[Labeled-object pointing records]
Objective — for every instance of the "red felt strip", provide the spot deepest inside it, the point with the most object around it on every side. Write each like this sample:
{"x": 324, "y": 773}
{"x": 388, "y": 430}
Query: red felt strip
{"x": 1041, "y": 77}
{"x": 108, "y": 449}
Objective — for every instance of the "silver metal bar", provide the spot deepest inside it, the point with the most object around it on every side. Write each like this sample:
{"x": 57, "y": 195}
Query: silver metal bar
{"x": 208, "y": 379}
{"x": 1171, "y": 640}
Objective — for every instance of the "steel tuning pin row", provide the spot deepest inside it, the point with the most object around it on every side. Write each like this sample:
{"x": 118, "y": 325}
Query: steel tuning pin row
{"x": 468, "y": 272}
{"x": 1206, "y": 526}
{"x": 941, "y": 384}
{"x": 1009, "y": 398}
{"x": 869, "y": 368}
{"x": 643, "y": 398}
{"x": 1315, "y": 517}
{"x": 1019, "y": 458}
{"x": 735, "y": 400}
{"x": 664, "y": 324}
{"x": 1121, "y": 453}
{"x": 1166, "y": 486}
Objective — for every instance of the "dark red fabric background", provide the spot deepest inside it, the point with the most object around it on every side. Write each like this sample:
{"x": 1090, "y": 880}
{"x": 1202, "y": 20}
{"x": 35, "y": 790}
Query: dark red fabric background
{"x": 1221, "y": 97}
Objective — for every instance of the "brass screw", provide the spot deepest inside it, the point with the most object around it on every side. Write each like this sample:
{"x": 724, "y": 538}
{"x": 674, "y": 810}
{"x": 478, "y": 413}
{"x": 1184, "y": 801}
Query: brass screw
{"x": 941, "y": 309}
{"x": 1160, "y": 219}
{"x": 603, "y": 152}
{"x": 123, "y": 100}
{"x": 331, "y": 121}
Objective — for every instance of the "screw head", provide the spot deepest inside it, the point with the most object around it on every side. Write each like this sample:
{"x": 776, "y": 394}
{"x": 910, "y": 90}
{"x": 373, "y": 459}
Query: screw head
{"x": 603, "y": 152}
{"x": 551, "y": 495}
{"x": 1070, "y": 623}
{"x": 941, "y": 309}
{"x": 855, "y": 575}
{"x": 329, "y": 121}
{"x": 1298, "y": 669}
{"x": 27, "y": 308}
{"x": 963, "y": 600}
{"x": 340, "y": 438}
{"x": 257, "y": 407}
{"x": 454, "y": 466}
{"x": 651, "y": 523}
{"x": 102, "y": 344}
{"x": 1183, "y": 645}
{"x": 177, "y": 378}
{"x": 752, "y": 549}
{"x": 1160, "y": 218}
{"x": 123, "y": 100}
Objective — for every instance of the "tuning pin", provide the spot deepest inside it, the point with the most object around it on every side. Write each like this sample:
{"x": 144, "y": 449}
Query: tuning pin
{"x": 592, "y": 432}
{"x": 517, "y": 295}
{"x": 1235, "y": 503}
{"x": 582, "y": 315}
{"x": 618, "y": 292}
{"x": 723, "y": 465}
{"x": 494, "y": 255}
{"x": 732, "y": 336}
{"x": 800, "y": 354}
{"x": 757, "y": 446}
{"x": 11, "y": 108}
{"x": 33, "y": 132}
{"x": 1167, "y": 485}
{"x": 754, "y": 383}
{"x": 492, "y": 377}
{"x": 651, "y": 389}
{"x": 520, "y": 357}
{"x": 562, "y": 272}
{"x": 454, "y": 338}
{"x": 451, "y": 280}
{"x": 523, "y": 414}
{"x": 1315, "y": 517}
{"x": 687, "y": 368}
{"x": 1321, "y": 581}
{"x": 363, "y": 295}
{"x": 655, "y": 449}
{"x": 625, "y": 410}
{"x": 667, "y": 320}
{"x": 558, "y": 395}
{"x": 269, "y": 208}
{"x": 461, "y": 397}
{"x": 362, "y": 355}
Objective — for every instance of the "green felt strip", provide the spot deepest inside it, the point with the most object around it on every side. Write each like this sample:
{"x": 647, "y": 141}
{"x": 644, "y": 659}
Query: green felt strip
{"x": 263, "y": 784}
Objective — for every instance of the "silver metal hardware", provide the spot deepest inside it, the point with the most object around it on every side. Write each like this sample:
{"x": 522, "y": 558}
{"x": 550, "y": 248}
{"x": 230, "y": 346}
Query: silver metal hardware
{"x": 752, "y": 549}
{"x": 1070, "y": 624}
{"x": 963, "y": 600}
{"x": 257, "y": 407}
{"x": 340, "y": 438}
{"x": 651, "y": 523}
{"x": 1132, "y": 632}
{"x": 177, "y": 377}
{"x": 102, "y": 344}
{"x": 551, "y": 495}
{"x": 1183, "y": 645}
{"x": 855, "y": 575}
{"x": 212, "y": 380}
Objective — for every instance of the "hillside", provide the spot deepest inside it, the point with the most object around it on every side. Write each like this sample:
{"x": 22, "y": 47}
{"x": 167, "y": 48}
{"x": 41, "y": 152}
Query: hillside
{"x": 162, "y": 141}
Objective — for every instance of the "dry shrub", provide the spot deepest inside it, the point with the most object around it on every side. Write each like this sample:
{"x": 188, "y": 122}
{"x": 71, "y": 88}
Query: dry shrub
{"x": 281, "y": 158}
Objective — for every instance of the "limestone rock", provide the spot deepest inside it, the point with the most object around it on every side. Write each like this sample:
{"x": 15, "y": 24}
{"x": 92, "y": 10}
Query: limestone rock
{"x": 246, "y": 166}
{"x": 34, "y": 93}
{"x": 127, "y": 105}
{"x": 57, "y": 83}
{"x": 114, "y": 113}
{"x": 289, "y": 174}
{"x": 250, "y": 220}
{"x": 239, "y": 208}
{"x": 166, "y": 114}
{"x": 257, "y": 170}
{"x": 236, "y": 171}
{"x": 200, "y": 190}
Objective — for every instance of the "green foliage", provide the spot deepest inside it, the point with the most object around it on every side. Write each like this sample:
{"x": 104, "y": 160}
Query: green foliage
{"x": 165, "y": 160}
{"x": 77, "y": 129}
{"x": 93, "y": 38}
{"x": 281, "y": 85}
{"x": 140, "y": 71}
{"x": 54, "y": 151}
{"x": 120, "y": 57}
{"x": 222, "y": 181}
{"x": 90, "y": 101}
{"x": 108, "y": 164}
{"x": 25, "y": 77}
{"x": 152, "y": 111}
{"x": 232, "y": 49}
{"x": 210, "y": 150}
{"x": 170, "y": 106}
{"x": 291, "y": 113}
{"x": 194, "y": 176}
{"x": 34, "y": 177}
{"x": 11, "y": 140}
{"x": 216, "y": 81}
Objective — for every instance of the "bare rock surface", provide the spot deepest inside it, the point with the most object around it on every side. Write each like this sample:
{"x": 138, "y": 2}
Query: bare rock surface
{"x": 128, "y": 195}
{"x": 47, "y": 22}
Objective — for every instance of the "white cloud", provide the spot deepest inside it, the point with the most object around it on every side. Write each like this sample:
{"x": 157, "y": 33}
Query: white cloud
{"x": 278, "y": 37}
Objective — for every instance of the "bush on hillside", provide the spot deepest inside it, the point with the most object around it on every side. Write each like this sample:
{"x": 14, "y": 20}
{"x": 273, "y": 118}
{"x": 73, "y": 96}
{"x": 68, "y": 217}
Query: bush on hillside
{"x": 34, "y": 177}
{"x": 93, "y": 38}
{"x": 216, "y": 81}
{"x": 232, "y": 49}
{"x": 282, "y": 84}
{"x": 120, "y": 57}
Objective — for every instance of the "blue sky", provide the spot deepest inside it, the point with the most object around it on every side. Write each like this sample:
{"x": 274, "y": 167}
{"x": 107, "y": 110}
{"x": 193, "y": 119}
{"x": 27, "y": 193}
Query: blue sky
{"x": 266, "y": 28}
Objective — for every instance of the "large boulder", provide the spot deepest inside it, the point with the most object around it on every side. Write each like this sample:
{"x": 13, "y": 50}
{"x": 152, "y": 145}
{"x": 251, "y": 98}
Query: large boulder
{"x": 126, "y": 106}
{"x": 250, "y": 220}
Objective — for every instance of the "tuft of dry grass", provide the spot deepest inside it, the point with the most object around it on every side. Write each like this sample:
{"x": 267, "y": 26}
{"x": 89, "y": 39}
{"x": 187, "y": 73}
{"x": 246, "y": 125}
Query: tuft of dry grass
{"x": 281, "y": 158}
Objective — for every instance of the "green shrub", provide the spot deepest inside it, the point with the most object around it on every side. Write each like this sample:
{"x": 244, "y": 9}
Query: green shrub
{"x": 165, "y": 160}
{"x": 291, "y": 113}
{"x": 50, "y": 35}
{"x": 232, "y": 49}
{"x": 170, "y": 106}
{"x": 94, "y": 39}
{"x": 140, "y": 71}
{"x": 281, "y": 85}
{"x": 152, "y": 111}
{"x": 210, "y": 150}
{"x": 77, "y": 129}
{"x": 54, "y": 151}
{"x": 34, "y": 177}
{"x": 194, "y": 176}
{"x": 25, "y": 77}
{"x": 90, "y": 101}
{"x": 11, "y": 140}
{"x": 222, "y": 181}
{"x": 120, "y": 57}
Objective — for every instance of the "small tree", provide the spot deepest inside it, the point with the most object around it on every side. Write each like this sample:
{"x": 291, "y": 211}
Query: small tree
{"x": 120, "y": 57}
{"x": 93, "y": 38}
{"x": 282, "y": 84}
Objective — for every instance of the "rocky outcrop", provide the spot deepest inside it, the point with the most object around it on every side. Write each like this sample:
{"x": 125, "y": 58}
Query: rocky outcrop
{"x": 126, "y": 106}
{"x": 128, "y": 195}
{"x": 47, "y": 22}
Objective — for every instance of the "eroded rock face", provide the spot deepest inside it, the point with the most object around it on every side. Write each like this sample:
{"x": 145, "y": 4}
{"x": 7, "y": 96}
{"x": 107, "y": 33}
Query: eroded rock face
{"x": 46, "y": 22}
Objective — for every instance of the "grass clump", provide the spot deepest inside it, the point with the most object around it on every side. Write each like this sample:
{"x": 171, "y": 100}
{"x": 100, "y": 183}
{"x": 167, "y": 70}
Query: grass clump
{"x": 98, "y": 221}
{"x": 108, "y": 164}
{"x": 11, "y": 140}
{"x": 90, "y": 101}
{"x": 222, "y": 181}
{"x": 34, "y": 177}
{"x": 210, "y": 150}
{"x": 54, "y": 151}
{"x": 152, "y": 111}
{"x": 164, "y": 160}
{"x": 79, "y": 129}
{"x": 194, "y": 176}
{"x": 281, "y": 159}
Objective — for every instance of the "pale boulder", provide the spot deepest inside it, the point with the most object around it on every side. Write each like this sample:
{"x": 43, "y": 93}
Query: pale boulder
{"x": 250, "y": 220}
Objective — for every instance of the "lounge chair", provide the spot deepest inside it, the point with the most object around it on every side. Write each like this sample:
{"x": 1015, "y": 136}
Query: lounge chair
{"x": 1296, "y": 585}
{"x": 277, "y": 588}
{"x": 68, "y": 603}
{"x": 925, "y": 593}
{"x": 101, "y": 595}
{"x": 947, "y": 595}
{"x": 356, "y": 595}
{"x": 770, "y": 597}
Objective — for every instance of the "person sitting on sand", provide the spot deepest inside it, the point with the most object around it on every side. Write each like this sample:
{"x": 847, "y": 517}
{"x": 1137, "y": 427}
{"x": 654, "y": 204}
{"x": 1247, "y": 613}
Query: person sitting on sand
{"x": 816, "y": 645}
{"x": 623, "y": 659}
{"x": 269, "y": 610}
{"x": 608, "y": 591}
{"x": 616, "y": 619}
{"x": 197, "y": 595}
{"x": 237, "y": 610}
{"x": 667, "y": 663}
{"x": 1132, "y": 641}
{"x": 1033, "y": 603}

Job:
Which lines in the records above contain the word "bush"? Pick out each of those lines and copy it in full.

Completed task:
Objective — for every instance of the "bush on hillside", provide the spot deepest inside it, the point with the most object around it on every side. Write each like this sample:
Query: bush on hillside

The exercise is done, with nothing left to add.